• TEXT EXTRACT:
--- START ---
Beethoven’s metronome marks, which appeared to Botstein much too fast, are countered by many works that appear too slow. Schumann’s markings for Manfred appear sluggish; Mendelssohn’s marks in parts of St Paul painfully so; Dvořák’s final movement of the Sixth Symphony also has markings that appear to the musician to be quite out of keeping with the energy of the music. It begs yet another unanswerable question: should the musical time allotted to a work at a particular period in history necessarily feel correct in a modern, faster life many decades later? Will innovation always date? The world spins and the impact of an artistic revolution turns from shock to analysis. Cubism is a movement not a controversy; the Rolling Stones are not a scary parental proposition.

And there is, of course, more to an interpretation of a masterpiece than mere timings on a manuscript or CD insert. There is intent. When Wilhelm Furtwängler famously chased down the final movement of the Ninth Symphony at the Bayreuth Festival in 1951, he was following more than a metronome. He was following the Second World War. Contemporary accounts suggest that sometimes he appeared not even to be paying heed to the notes, let alone the tempo, with his direction carrying enough indignation to burn through the score. Passion is an overused word these days, but Furtwängler’s audience and his orchestra may have been reminded of the passion of Beethoven himself, flailing at the premiere, furious at the noise in his head.

There is yet another realm of exploration: the notion that there was, in Vienna in 1824, very little acceptance of what the concepts of speed and quickening time might yet entail. Viennese society was not yet a modern one, and conducted itself much as it did two or three centuries before. Clocks were not always accurate timepieces, time ran liberally fast and slow, and there was little need for greater accuracy and synchronisation. The railways and the telegraph had not yet transformed the city. Throw a precise and unforgiving metronome into this mix and you had an explosion big enough to deafen the world.

Perhaps it is inevitable with Beethoven that the story always returns to deafness. Stanley Dodds, a second violin with the Berlin Philharmonic, has wondered whether it isn’t freedom itself that underlies the key mysteries of Beethoven’s Ninth: ‘I ask myself sometimes if when you become completely deaf and music exists only in its imaginary form in your head, it of course loses a certain physical quality. The mind is completely free, and this would explain and helps maybe to understand where this enormous creativity, this freedom in his compositional creativity, came from.’ Dodds was interviewed for a digital tablet app that forensically contrasts performances of the Ninth by Ferenc Fricsay from 1958, Herbert von Karajan from 1962, Leonard Bernstein from 1979 and John Eliot Gardiner from 1992.9 He also finds Beethoven’s metronome values to be ‘rather ridiculous’ and much too quick. The recordings that attempt to honour those values ‘sound a little bit like music notation programmes which just play it off as a machine would play it off’, and humans require something else.

Music itself, when executed in its physical form, has a little bit of weight. That weight could be defined as the weight of a bow, which needs to moved up and down and turned at every bow change, or even just the few grams of the lips which need to vibrate to cause the brass instrument to sound, or the timpani skin which needs to oscillate. A double bass sound, for example, seems to take longer to travel.
--- END ---
• SUPPLIED INFORMATION:
--- START ---
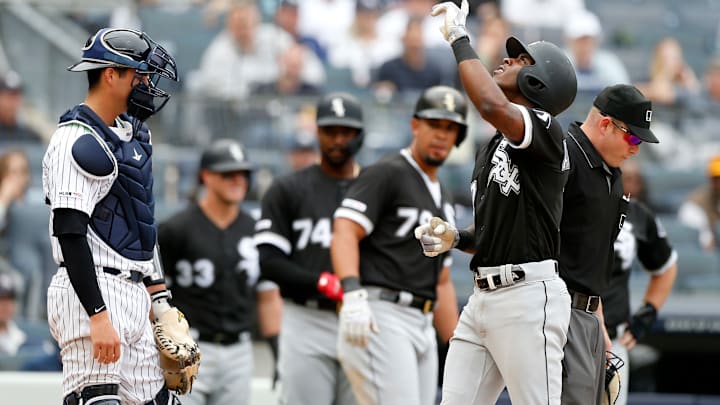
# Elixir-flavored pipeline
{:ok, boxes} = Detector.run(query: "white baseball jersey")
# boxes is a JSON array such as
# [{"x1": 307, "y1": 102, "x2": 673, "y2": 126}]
[
  {"x1": 42, "y1": 105, "x2": 165, "y2": 405},
  {"x1": 42, "y1": 119, "x2": 154, "y2": 275}
]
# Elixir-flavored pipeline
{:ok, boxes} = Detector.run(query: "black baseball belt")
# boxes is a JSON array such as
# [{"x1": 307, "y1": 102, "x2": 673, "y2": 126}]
[
  {"x1": 473, "y1": 259, "x2": 558, "y2": 291},
  {"x1": 366, "y1": 287, "x2": 435, "y2": 314},
  {"x1": 292, "y1": 298, "x2": 340, "y2": 313},
  {"x1": 63, "y1": 384, "x2": 170, "y2": 405},
  {"x1": 569, "y1": 290, "x2": 600, "y2": 313},
  {"x1": 198, "y1": 331, "x2": 250, "y2": 346},
  {"x1": 60, "y1": 262, "x2": 145, "y2": 283}
]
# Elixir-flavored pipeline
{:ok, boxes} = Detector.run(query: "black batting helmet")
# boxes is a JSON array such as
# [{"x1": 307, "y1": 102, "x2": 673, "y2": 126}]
[
  {"x1": 200, "y1": 139, "x2": 255, "y2": 173},
  {"x1": 413, "y1": 86, "x2": 467, "y2": 146},
  {"x1": 316, "y1": 92, "x2": 364, "y2": 155},
  {"x1": 505, "y1": 37, "x2": 577, "y2": 116}
]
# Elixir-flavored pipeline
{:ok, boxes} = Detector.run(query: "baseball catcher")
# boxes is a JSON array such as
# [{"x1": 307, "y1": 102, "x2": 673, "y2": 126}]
[{"x1": 152, "y1": 290, "x2": 200, "y2": 395}]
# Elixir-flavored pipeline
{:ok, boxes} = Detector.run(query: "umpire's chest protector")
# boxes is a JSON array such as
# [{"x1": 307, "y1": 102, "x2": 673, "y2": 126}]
[{"x1": 60, "y1": 105, "x2": 157, "y2": 260}]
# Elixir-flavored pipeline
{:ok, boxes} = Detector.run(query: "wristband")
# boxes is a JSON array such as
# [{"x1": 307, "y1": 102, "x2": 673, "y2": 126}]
[
  {"x1": 455, "y1": 229, "x2": 475, "y2": 250},
  {"x1": 452, "y1": 37, "x2": 480, "y2": 63},
  {"x1": 340, "y1": 276, "x2": 362, "y2": 292}
]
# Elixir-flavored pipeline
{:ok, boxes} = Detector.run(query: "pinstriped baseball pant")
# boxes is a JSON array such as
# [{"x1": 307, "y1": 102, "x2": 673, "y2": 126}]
[{"x1": 47, "y1": 268, "x2": 165, "y2": 405}]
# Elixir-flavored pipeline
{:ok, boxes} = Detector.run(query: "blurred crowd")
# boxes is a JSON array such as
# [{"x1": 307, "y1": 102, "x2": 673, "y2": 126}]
[{"x1": 0, "y1": 0, "x2": 720, "y2": 369}]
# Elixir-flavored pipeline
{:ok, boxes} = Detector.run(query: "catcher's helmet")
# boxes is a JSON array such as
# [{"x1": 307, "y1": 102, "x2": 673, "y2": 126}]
[
  {"x1": 505, "y1": 37, "x2": 577, "y2": 116},
  {"x1": 200, "y1": 139, "x2": 255, "y2": 173},
  {"x1": 68, "y1": 28, "x2": 177, "y2": 80},
  {"x1": 413, "y1": 86, "x2": 467, "y2": 146},
  {"x1": 68, "y1": 28, "x2": 178, "y2": 122},
  {"x1": 316, "y1": 92, "x2": 365, "y2": 155}
]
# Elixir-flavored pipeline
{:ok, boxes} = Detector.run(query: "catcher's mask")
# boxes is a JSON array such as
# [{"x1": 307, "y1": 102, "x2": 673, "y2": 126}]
[
  {"x1": 68, "y1": 28, "x2": 178, "y2": 127},
  {"x1": 603, "y1": 351, "x2": 625, "y2": 405},
  {"x1": 505, "y1": 37, "x2": 577, "y2": 116},
  {"x1": 316, "y1": 92, "x2": 365, "y2": 156}
]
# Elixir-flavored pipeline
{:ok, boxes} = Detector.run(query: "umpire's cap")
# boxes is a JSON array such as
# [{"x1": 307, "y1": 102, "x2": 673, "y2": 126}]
[
  {"x1": 200, "y1": 139, "x2": 255, "y2": 173},
  {"x1": 413, "y1": 86, "x2": 467, "y2": 146},
  {"x1": 593, "y1": 84, "x2": 660, "y2": 143},
  {"x1": 505, "y1": 37, "x2": 577, "y2": 116}
]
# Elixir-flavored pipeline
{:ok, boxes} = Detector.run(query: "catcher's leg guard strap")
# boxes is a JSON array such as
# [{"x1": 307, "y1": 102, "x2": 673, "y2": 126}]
[
  {"x1": 145, "y1": 388, "x2": 180, "y2": 405},
  {"x1": 63, "y1": 384, "x2": 121, "y2": 405}
]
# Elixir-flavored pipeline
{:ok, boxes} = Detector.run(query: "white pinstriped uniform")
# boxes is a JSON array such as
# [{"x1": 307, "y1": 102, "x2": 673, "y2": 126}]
[{"x1": 42, "y1": 115, "x2": 164, "y2": 405}]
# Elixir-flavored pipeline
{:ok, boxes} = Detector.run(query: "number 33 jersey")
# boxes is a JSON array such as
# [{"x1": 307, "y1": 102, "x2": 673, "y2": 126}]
[
  {"x1": 335, "y1": 150, "x2": 455, "y2": 299},
  {"x1": 158, "y1": 204, "x2": 260, "y2": 334}
]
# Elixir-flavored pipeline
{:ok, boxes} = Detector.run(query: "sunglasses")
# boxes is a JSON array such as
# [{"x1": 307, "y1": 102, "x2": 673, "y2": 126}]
[
  {"x1": 219, "y1": 170, "x2": 247, "y2": 180},
  {"x1": 610, "y1": 118, "x2": 642, "y2": 146}
]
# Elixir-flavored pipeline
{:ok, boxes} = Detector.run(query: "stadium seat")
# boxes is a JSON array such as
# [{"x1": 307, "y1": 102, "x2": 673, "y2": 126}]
[
  {"x1": 658, "y1": 214, "x2": 699, "y2": 248},
  {"x1": 7, "y1": 202, "x2": 57, "y2": 319}
]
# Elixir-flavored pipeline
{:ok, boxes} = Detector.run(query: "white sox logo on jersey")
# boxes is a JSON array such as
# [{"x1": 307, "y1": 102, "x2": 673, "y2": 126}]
[
  {"x1": 330, "y1": 97, "x2": 345, "y2": 117},
  {"x1": 174, "y1": 237, "x2": 260, "y2": 288},
  {"x1": 614, "y1": 222, "x2": 637, "y2": 269},
  {"x1": 488, "y1": 140, "x2": 520, "y2": 196},
  {"x1": 228, "y1": 143, "x2": 245, "y2": 162},
  {"x1": 443, "y1": 93, "x2": 455, "y2": 111}
]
--- END ---
• WHAT TO WORK ON:
A: Rewrite the stretch of the passage on Beethoven's tempos from "Music itself, when" through "longer to travel.", putting "drumhead" in place of "timpani skin".
B: According to the passage on Beethoven's tempos, what position does Stanley Dodds hold in the Berlin Philharmonic?
The listing comes from a different source than the passage on Beethoven's tempos.

• RESULTS:
A:
Music itself, when executed in its physical form, has a little bit of weight. That weight could be defined as the weight of a bow, which needs to moved up and down and turned at every bow change, or even just the few grams of the lips which need to vibrate to cause the brass instrument to sound, or the drumhead which needs to oscillate. A double bass sound, for example, seems to take longer to travel.

B: He is a second violin.